┌─ PASSAGE

Three of these GTA-based public school boards also manage institutions outside Greater Toronto, the two French first language school boards, based in Toronto, as well as the Dufferin-Peel Catholic District School Board (DPCDSB). Conversely, English first language public schools in Clarington, a municipality within Durham Region, are managed by school boards based outside the GTA.

Public school boards in the Greater Toronto Area
| Region | Durham Region | Halton Region | Peel Region | City of Toronto | York Region |
| English secular | Durham District School Board Kawartha Pine Ridge District School Board | Halton District School Board | Peel District School Board | Toronto District School Board | York Region District School Board |
| English separate | Durham Catholic District School Board Peterborough Victoria Northumberland and Clarington Catholic District School Board | Halton Catholic District School Board | Dufferin-Peel Catholic District School Board | Toronto Catholic District School Board | York Catholic District School Board |
| French secular | Conseil scolaire Viamonde |  |  |  |  |  |  |
| French separate | Conseil scolaire catholique MonAvenir |  |  |  |  |  |  |

===Post-secondary education===
====Colleges====
The Greater Toronto Area is also home to six publicly funded colleges that have campuses spread in and around the metropolitan area. The six publicly funded colleges based in the Greater Toronto Area include:

- Centennial College (Toronto, Pickering)
- Durham College (Pickering, Brock, Scugog, Oshawa, Uxbridge) (Note: In addition to the Greater Toronto Area, Durham College also operates a campus in Cobourg and Port Hope, two municipalities situated outside the Greater Toronto Area.)
- George Brown Polytechnic (Toronto)
- Humber Polytechnic (Toronto; formerly Humber College) (Note: In addition to the Greater Toronto Area, Humber Polytechnic also operates a campus in Orangeville, a municipality situated outside the Greater Toronto Area.)
- Seneca Polytechnic (King, Markham, Toronto; formerly Seneca College) (Note: In addition to the Greater Toronto Area, Seneca Polytechnic also operates a campus in Peterborough, a municipality situated outside Greater Toronto Area.)
- Sheridan College (Brampton, Mississauga, Oakville)

└─

> **WORK ORDER 1**:
From the passage on Greater Toronto Area schools, return the stretch from "- Centennial College" through "municipality situated outside the Greater Toronto Area.)".
> **WORK ORDER 2**:
Translate this sentence from the passage on Greater Toronto Area schools into French: "The Greater Toronto Area is also home to six publicly funded colleges that have campuses spread in and around the metropolitan area."

┌─ DATA TO EXAMINE

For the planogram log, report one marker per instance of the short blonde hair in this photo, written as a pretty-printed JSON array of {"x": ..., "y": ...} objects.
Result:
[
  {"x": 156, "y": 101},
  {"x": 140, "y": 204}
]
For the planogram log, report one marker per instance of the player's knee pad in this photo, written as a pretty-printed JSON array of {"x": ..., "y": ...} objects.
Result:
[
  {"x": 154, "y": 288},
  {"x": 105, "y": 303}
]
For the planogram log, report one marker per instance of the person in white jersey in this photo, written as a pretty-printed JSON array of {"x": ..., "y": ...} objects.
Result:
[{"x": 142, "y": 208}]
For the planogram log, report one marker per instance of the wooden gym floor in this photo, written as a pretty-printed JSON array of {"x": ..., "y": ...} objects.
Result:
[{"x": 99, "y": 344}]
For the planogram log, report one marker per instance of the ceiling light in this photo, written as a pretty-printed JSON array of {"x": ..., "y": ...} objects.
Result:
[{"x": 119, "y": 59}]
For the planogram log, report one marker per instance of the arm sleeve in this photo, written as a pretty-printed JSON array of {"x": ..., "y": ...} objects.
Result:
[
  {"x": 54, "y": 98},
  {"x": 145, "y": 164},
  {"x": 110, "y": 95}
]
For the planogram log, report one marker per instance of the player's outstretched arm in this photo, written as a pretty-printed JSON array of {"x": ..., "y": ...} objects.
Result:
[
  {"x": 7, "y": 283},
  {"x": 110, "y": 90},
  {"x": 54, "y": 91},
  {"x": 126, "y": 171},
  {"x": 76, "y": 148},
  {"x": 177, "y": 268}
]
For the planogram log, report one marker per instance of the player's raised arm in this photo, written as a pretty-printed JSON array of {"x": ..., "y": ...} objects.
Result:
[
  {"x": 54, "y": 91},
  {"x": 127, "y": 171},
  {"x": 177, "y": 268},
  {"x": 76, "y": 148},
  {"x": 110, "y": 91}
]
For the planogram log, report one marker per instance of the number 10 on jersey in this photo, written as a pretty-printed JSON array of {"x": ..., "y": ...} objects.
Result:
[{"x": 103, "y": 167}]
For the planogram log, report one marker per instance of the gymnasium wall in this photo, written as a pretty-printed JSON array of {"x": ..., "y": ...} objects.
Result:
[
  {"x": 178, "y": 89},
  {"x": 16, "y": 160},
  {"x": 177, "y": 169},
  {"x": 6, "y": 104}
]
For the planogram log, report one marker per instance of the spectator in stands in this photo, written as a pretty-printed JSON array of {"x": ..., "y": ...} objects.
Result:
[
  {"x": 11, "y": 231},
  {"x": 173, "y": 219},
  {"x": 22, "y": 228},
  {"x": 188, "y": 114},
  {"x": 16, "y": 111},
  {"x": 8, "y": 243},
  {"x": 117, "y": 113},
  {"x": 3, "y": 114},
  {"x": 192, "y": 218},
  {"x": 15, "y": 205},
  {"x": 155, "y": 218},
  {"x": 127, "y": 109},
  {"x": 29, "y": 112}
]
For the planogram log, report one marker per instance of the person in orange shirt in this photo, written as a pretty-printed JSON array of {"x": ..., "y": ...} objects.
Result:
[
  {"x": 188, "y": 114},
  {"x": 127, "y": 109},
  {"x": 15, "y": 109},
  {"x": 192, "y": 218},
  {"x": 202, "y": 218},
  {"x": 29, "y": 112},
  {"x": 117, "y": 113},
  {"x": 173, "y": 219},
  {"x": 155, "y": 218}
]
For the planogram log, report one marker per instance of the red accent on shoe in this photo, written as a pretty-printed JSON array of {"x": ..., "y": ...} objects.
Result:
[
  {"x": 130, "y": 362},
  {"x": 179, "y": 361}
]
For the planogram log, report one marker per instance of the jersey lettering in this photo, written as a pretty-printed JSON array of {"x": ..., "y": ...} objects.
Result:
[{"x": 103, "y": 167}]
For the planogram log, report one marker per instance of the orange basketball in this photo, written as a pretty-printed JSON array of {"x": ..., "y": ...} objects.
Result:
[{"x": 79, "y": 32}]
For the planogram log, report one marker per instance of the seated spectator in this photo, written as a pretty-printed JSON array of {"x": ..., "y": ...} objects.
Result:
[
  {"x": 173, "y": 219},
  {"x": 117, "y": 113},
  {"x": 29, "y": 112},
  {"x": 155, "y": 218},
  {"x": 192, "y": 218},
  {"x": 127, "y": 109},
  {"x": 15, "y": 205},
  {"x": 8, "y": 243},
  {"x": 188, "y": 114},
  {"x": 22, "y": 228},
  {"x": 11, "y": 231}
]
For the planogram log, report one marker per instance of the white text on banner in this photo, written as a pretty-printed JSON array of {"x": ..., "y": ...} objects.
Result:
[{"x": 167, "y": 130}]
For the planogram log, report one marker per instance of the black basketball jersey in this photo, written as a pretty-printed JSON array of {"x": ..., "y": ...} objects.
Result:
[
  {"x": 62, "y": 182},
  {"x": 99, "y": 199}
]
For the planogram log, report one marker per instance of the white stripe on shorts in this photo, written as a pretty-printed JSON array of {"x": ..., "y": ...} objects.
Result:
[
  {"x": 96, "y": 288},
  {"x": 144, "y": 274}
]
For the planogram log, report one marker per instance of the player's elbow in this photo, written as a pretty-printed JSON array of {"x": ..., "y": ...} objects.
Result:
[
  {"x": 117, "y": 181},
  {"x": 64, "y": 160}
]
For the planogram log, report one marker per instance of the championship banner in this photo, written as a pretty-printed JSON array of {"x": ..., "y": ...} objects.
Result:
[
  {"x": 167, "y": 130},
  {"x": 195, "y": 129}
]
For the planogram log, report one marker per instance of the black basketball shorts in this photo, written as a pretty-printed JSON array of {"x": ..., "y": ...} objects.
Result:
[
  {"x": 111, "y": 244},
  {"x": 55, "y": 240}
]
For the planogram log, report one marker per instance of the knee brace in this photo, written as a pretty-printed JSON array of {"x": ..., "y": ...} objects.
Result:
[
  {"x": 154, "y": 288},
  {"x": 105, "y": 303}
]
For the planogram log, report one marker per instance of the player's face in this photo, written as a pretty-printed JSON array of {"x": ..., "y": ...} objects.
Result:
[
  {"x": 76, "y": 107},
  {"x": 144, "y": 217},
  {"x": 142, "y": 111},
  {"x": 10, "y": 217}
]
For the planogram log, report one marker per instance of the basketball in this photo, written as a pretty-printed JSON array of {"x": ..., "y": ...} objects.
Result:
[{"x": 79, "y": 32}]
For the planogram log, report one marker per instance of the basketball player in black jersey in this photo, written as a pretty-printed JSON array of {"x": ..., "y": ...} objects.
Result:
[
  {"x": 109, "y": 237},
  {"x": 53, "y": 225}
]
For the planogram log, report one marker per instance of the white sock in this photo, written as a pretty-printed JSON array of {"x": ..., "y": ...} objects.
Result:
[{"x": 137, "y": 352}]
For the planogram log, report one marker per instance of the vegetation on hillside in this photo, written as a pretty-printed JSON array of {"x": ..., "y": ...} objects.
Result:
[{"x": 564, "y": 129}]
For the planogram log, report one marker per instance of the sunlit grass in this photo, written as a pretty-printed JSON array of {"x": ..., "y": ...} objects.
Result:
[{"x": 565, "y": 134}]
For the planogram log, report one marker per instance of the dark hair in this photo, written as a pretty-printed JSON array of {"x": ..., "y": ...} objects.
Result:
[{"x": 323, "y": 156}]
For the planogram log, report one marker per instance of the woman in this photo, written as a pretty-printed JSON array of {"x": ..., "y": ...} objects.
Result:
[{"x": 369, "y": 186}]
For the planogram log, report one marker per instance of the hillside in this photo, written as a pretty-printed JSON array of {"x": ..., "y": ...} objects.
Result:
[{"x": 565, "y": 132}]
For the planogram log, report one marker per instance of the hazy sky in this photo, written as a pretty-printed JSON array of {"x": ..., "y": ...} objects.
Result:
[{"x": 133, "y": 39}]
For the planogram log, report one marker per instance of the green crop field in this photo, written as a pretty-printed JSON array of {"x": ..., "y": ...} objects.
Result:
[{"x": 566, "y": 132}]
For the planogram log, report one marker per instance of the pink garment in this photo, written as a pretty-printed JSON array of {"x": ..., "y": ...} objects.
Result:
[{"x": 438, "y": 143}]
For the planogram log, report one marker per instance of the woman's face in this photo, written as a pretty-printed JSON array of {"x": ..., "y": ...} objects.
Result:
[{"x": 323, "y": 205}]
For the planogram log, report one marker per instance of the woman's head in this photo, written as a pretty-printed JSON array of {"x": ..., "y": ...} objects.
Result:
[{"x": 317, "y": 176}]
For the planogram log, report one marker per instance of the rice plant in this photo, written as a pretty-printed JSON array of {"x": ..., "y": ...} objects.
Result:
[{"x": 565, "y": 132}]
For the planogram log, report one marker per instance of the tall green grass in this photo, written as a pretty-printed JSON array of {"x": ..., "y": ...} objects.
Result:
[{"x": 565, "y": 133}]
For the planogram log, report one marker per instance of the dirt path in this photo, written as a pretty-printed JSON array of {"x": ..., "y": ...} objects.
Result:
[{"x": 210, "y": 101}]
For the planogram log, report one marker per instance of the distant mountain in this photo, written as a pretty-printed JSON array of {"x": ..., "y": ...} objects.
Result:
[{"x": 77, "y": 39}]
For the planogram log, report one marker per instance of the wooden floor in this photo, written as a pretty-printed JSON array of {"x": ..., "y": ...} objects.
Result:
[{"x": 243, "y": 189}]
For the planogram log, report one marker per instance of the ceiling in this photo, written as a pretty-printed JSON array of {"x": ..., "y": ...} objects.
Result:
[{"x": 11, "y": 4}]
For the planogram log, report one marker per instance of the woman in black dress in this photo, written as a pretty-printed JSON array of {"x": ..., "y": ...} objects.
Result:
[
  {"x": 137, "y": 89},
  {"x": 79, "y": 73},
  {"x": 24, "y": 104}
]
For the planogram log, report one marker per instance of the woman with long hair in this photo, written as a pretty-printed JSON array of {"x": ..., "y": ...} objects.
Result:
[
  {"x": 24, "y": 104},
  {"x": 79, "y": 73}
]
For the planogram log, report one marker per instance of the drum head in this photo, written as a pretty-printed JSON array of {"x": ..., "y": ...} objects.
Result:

└─

> **RESULT 1**:
- Centennial College (Toronto, Pickering)
- Durham College (Pickering, Brock, Scugog, Oshawa, Uxbridge) (Note: In addition to the Greater Toronto Area, Durham College also operates a campus in Cobourg and Port Hope, two municipalities situated outside the Greater Toronto Area.)
- George Brown Polytechnic (Toronto)
- Humber Polytechnic (Toronto; formerly Humber College) (Note: In addition to the Greater Toronto Area, Humber Polytechnic also operates a campus in Orangeville, a municipality situated outside the Greater Toronto Area.)

> **RESULT 2**:
La région du Grand Toronto abrite également six collèges financés par des fonds publics dont les campus sont répartis dans la région métropolitaine et ses environs.